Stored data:

— start —

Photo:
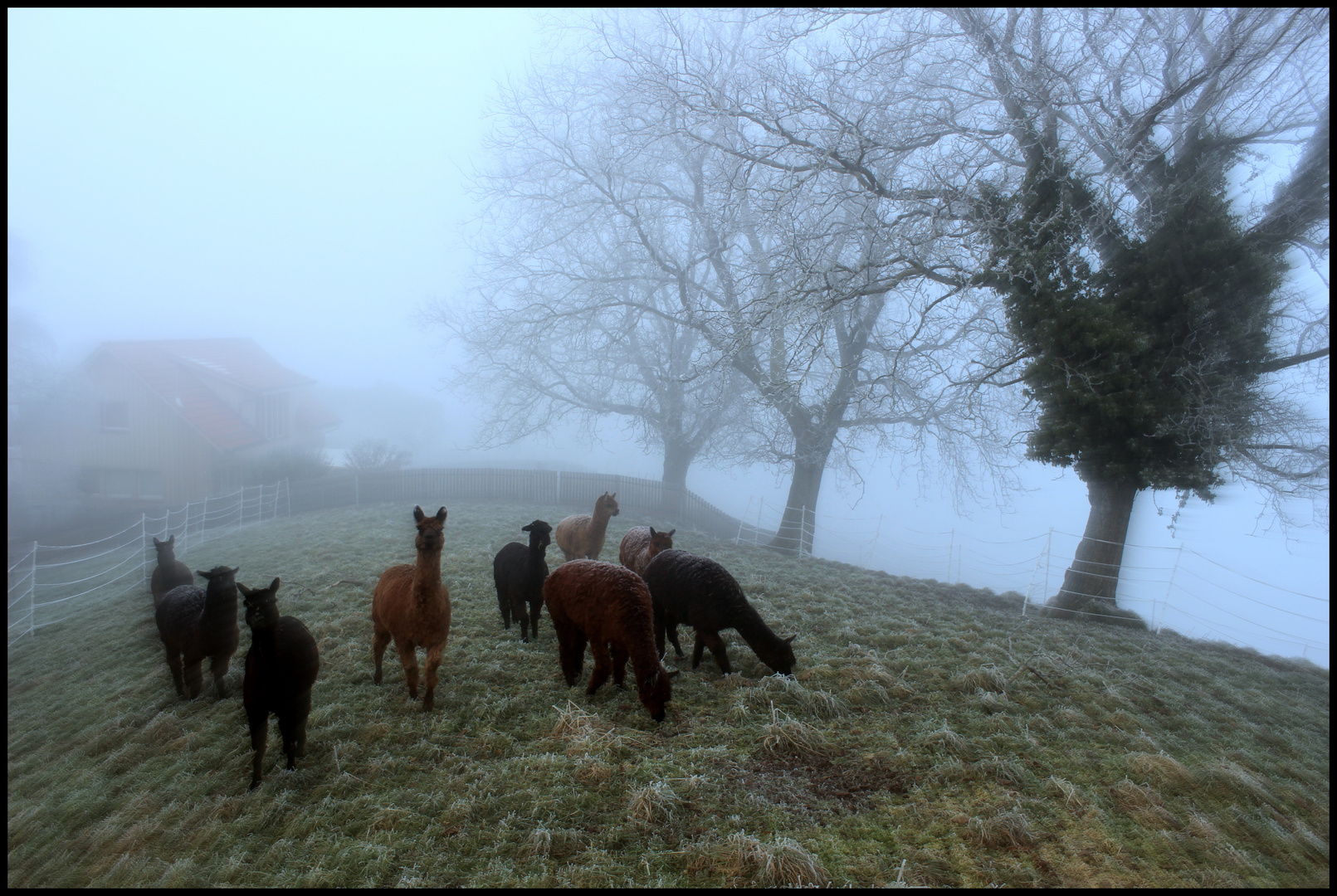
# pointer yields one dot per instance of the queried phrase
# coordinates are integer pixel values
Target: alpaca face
(431, 530)
(656, 693)
(661, 541)
(261, 605)
(540, 533)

— end —

» **What is asked**: Copy out every one of the lines above word for word, and leave the pictures out of your answer.

» **Solution to this exercise**:
Photo:
# pointer yields one dot per instance of the queried phrase
# coordinates are integer pixel values
Target: alpaca face
(431, 530)
(656, 693)
(661, 541)
(261, 605)
(540, 533)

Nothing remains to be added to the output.